OBJECTIVE – Copy out all of the records below with each "keypoint" swapped for "marker", changing nothing else.

EXERCISE MATERIALS –
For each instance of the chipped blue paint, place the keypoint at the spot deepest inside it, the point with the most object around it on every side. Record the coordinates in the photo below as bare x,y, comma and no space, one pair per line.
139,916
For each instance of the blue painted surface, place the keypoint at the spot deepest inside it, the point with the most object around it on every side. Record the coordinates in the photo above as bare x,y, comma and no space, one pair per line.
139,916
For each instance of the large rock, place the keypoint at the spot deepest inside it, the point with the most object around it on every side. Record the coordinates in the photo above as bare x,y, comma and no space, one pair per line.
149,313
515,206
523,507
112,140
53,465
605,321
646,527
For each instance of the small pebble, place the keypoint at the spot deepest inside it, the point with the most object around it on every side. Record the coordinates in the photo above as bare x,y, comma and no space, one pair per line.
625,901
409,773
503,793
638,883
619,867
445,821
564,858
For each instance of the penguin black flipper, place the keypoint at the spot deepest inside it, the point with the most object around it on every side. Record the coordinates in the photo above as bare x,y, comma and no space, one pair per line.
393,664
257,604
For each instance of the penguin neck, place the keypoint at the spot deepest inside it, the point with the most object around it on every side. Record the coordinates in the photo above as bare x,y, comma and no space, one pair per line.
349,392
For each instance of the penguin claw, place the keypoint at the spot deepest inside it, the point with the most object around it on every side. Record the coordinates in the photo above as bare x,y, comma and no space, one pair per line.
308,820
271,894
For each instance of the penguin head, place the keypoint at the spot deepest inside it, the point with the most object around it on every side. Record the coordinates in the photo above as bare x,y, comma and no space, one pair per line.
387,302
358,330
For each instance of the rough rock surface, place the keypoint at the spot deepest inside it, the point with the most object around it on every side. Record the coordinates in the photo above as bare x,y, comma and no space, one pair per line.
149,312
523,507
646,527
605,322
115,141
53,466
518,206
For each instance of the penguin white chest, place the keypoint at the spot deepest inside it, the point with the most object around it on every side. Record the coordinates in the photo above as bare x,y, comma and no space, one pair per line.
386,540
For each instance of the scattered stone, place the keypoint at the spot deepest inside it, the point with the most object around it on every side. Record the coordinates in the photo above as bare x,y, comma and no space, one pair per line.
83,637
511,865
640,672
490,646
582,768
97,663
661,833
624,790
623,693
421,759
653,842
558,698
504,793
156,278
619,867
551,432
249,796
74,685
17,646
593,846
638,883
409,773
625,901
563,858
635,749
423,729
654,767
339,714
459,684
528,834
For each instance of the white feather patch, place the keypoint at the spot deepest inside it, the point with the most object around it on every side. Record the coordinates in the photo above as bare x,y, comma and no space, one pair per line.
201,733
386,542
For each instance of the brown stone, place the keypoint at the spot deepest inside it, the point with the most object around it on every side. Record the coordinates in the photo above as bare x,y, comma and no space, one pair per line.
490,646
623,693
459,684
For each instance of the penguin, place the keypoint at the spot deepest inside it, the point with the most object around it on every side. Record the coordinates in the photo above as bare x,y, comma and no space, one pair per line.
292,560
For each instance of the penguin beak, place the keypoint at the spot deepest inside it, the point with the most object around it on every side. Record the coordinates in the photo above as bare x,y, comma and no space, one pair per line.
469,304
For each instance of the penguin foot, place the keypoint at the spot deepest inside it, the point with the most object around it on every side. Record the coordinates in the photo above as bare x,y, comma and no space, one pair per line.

OUTPUT FOR THIS EXERCISE –
For each instance of the chipped blue paint, place the marker at the spot deepest inside it, the point with the most object around it on every side. Record the coordinates in the photo below as bare x,y, comma and no space, one pair per line.
139,916
For each instance of the blue painted surface, place the marker at the spot deepest inside it, the point with the most object around it on every side. Record the coordinates in the photo above as bare x,y, comma and no space, one pair per line.
139,916
For each instance of the large rock, place the marker at the spot deepest inside it, the point with the most object around it on every side. Record the coordinates in the photo above as bare x,y, comma and no space, one pair per line.
149,313
515,206
523,507
112,140
53,465
605,321
646,527
For each instance of the small pebble, place the marker at the spot deepest inside it, the point with the most object around it on every side. Record the coordinates in the photo above as bare x,y, comma and no space, one pair per line.
625,901
409,773
503,793
638,883
619,867
445,821
564,858
For each instance of the penguin black flipper, place the marker at the spot deepest inside it, the point with the most object around it on every side. Record the coordinates in the photo above as bare x,y, comma and no space, one pair per line.
393,664
257,604
For each instance of the penguin neck, place the marker at the spot deepest inside it, the point with the most object around it on every side. Record the coordinates in the photo above as bare x,y, comma and no space, one pair per line.
349,392
For each instance of the penguin claw, place the marker at the spot deepest inside it, the point with the most object around it on every side. Record the coordinates in the photo above as bare x,y, comma and no space, one pair per line.
308,820
271,894
For each instance of the penguin head, place the marker at the spot deepest inside it, the point with the most object around it on every side. Record the coordinates in the photo above as bare x,y, comma and no space, one pair per line.
387,302
358,330
For each instance of the rough rock surface, place the marker at the spot deepest inside it, the point with the most object around it on every side. Record the coordinates in the photo above as bare x,y, comma and no space, one pair per line.
149,312
523,507
646,527
605,322
115,141
53,466
518,206
For each instance of the penguin white chest, place the marker at the spot deepest inside it, the point with the most object around it on every side. Record the coordinates in the photo above as bare x,y, comma and no space, one pair per line.
386,540
For each instance of the scattered stone, place the marker at the spot deepest inside it, the point with the most object around it on every side. Record the coordinates in the photo above as bare x,y, comma and no space, one pair per line.
83,637
511,865
640,672
490,646
582,768
97,663
661,833
624,790
623,693
421,759
653,842
558,698
504,793
156,278
619,867
551,432
249,796
74,685
17,646
593,846
638,883
409,773
625,901
563,858
635,749
423,729
654,767
339,714
459,684
528,834
For each instance of the white feather patch, place the marker at the spot deepest inside it, the point with the most object around it on every side. Record the coordinates in the photo above as bare x,y, comma and no space, one pair per line.
201,733
386,542
For each instance of the brown stone, place the marker at the spot deepest inside it, the point with the most object around it on every side. Record the coordinates in the photo above as bare x,y, comma and no space, one pair per line.
490,646
623,693
459,684
For each instance of the penguin, place the marker at the spot deepest inside it, the point with the most object around it on every side. Record the coordinates in the photo above as bare x,y, comma and no space, one pair per line.
292,560
For each instance of the penguin beak, place the marker at the spot deepest inside it, the point with the most object around it on every side. Record the coordinates in the photo above as bare x,y, comma and no space, one pair per line.
469,304
For each instance of the penguin foot, place the marker at the spot deepest inside it, the point with the most object around it on every side. Record the coordinates in the photo above as bare x,y, comma and no space, one pair per line.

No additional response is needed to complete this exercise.